▸ OBJETIVO DO EXERCÍCIO:
Transcreva todos os itens abaixo, linha por linha e sem qualquer alteração. Deixe as imagens de fora da resposta.

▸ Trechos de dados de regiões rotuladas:
========================================================================
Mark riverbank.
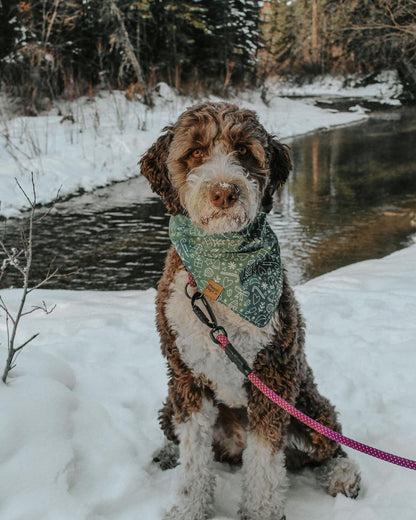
[0,245,416,520]
[0,84,367,217]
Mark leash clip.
[191,291,217,329]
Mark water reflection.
[1,109,416,290]
[272,110,416,283]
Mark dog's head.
[140,103,292,233]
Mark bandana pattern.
[169,212,283,327]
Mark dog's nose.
[209,182,238,209]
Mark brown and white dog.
[140,103,360,520]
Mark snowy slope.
[0,245,416,520]
[0,84,365,217]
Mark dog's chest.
[166,271,275,407]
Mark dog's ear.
[262,135,292,213]
[139,126,182,215]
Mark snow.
[0,244,416,520]
[0,83,366,217]
[271,70,403,106]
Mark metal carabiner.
[191,291,217,329]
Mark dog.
[140,102,360,520]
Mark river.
[1,108,416,290]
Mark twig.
[0,173,59,383]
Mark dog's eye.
[191,148,204,159]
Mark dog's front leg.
[165,397,217,520]
[240,351,298,520]
[240,432,288,520]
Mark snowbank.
[272,70,403,106]
[0,84,366,217]
[0,245,416,520]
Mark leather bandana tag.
[203,280,224,301]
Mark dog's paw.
[316,457,361,498]
[240,514,286,520]
[163,504,210,520]
[153,441,179,471]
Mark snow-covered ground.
[271,70,403,106]
[0,84,366,217]
[0,244,416,520]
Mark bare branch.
[0,177,59,383]
[13,332,39,354]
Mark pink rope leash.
[216,334,416,470]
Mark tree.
[0,175,56,383]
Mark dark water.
[0,108,416,290]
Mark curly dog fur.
[140,103,360,520]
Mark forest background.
[0,0,416,114]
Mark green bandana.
[169,213,283,327]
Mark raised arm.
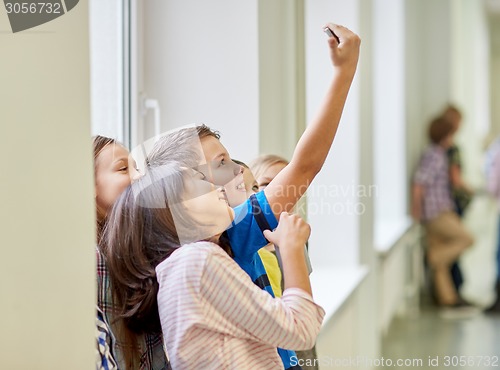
[264,23,360,218]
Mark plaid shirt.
[96,248,171,370]
[413,145,454,221]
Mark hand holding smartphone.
[323,27,340,44]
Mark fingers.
[323,23,361,44]
[263,230,273,241]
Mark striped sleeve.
[414,149,439,185]
[200,244,324,350]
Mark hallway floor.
[379,196,500,370]
[382,307,500,370]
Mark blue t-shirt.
[227,191,300,369]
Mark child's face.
[95,144,140,220]
[243,167,259,198]
[176,170,234,240]
[257,163,286,190]
[224,167,259,207]
[197,136,246,207]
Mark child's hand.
[323,23,361,73]
[264,212,311,251]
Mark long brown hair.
[101,164,183,369]
[101,160,233,369]
[92,135,117,241]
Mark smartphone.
[323,27,340,44]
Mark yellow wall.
[0,0,95,370]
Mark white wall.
[0,1,96,370]
[139,0,259,161]
[89,0,125,142]
[372,0,408,249]
[305,0,363,266]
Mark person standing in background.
[486,140,500,313]
[442,104,473,292]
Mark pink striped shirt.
[156,242,325,370]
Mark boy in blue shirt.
[147,24,360,369]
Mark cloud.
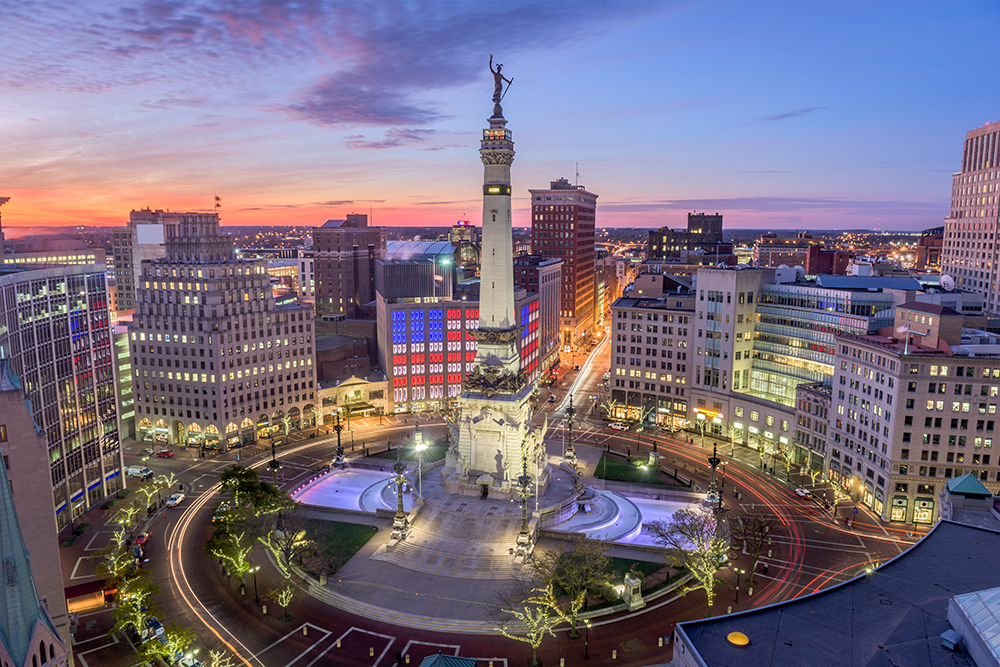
[344,127,437,148]
[746,107,826,125]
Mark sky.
[0,0,1000,231]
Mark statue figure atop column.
[490,53,514,116]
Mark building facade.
[0,265,123,529]
[313,213,386,318]
[129,214,316,449]
[514,255,563,369]
[604,275,695,429]
[941,123,1000,313]
[827,302,1000,525]
[528,178,597,351]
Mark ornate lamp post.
[267,438,281,486]
[413,431,427,500]
[392,449,409,540]
[333,412,344,465]
[515,454,531,556]
[564,395,576,468]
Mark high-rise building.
[129,213,316,448]
[0,264,124,531]
[111,208,186,312]
[313,213,386,318]
[827,302,1000,525]
[514,255,563,369]
[941,123,1000,313]
[0,376,70,667]
[528,178,597,350]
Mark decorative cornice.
[465,365,528,397]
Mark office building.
[827,302,1000,524]
[605,274,695,430]
[941,123,1000,313]
[129,213,316,449]
[0,376,70,667]
[0,264,123,530]
[514,255,563,369]
[312,213,386,319]
[528,178,597,351]
[646,213,736,266]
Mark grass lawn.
[372,445,448,465]
[594,456,669,486]
[303,519,376,572]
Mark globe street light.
[413,431,427,500]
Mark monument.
[442,55,550,500]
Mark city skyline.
[0,0,1000,231]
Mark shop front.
[913,498,934,524]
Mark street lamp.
[333,412,344,465]
[733,568,747,602]
[413,431,427,500]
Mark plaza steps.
[372,531,514,579]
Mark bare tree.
[532,537,611,637]
[490,578,561,665]
[731,508,780,586]
[642,509,729,610]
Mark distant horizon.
[0,0,1000,232]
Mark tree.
[732,508,779,586]
[257,514,313,579]
[205,522,253,581]
[271,579,295,621]
[490,578,561,665]
[532,538,611,637]
[642,509,729,610]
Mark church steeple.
[0,359,68,667]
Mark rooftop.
[676,521,1000,667]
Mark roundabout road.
[145,402,908,667]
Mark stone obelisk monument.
[442,56,549,499]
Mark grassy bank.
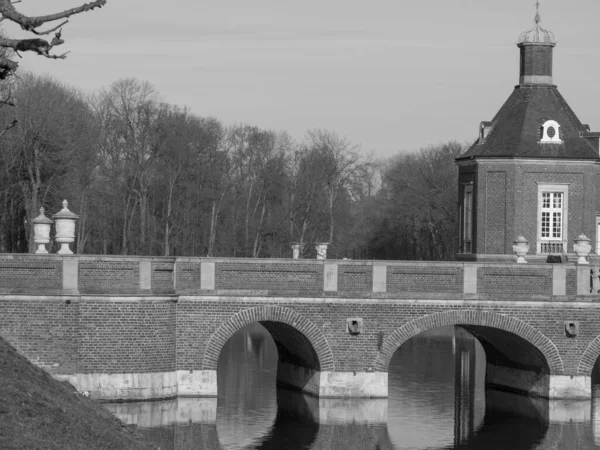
========================================================================
▸ RESPOSTA DO EXERCÍCIO:
Mark riverbank.
[0,245,416,520]
[0,84,367,217]
Mark leash clip.
[191,291,217,329]
Mark water reflection.
[1,109,416,290]
[272,110,416,283]
Mark dog's head.
[140,103,292,233]
Mark bandana pattern.
[169,212,283,327]
Mark dog's nose.
[209,182,238,209]
Mark brown and white dog.
[140,103,360,520]
Mark snowy slope.
[0,245,416,520]
[0,84,365,217]
Mark dog's chest.
[166,271,275,407]
Mark dog's ear.
[262,135,292,213]
[139,126,182,215]
Mark snow.
[0,244,416,520]
[0,83,366,217]
[271,70,403,106]
Mark metal carabiner.
[191,291,217,329]
Mark dog.
[140,102,360,520]
Mark river.
[1,108,416,290]
Mark twig.
[0,173,59,383]
Mark dog's eye.
[191,148,204,159]
Mark dog's front leg.
[165,397,217,520]
[240,351,298,520]
[240,432,288,520]
Mark snowbank.
[272,70,403,106]
[0,84,366,217]
[0,245,416,520]
Mark leather bandana tag.
[203,280,224,301]
Mark dog's paw.
[316,457,361,498]
[240,514,286,520]
[163,504,210,520]
[153,441,179,471]
Mark snow-covered ground.
[271,70,403,106]
[0,84,366,217]
[0,244,416,520]
Mark bare branch.
[0,177,59,383]
[13,332,39,354]
Mark pink rope leash.
[216,334,416,470]
Mark tree.
[0,175,56,383]
Mark dark water.
[0,108,416,290]
Mark curly dog fur.
[140,103,360,520]
Mark forest background.
[0,0,416,114]
Mark green bandana.
[169,213,283,327]
Mark raised arm.
[264,23,360,218]
Mark plaid shirt.
[96,248,171,370]
[413,145,454,221]
Mark hand holding smartphone.
[323,27,340,44]
Mark fingers.
[323,23,361,44]
[263,230,273,241]
Mark striped sleeve.
[414,149,439,185]
[200,244,324,350]
Mark hallway floor.
[379,196,500,370]
[382,307,500,370]
Mark blue t-shirt.
[227,191,300,369]
Mark child's face.
[95,144,140,220]
[243,167,259,198]
[176,170,234,240]
[257,163,286,190]
[224,167,259,207]
[197,136,246,207]
Mark child's hand.
[323,23,361,73]
[264,212,311,251]
Mark long brown hair.
[101,164,183,369]
[101,160,233,369]
[92,135,117,241]
Mark smartphone.
[323,27,340,44]
Mark yellow wall.
[0,0,95,370]
Mark white wall.
[0,1,96,370]
[139,0,259,161]
[89,0,125,142]
[372,0,408,249]
[305,0,363,266]
Mark person standing in background.
[486,140,500,313]
[442,104,473,292]
Mark pink striped shirt.
[156,242,325,370]
Mark boy in blue shirt.
[147,24,360,369]
Mark cloud.
[344,127,437,148]
[746,107,826,125]
Mark sky.
[0,0,1000,231]
Mark statue figure atop column.
[490,53,514,116]
Mark building facade.
[0,265,123,529]
[313,213,386,318]
[129,214,316,449]
[514,255,563,369]
[604,275,695,429]
[941,123,1000,313]
[827,302,1000,525]
[528,178,597,351]
Mark ornate lamp post.
[267,438,281,486]
[413,431,427,500]
[392,449,409,540]
[333,412,344,465]
[515,454,531,556]
[564,395,576,468]
Mark high-rise building.
[129,213,316,448]
[0,264,124,531]
[111,208,186,312]
[313,213,386,318]
[827,302,1000,525]
[514,255,563,369]
[941,123,1000,313]
[0,376,70,667]
[528,178,597,350]
Mark decorative cornice.
[465,365,528,397]
Mark office building.
[827,302,1000,524]
[605,274,695,430]
[941,123,1000,313]
[129,213,316,449]
[0,376,70,667]
[0,264,123,530]
[514,255,563,369]
[312,213,386,319]
[528,178,597,351]
[646,213,736,266]
Mark grass lawn.
[372,445,448,465]
[594,456,669,486]
[303,519,376,572]
Mark globe street light.
[413,431,427,500]
Mark monument.
[442,55,550,500]
Mark city skyline.
[0,0,1000,231]
Mark shop front.
[913,498,934,524]
Mark street lamp.
[333,412,344,465]
[733,568,747,602]
[413,431,427,500]
Mark plaza steps.
[372,531,514,579]
Mark bare tree.
[532,537,611,637]
[490,578,561,665]
[731,508,780,586]
[642,509,729,610]
Mark distant horizon.
[0,0,1000,232]
Mark tree.
[732,508,779,586]
[257,514,313,579]
[205,522,253,581]
[271,579,295,621]
[490,578,561,665]
[532,538,611,637]
[642,509,729,610]
Mark church steeple.
[0,359,68,667]
Mark rooftop.
[676,521,1000,667]
Mark roundabout road.
[145,402,908,667]
Mark stone obelisk monument.
[442,56,549,499]
Mark grassy bank.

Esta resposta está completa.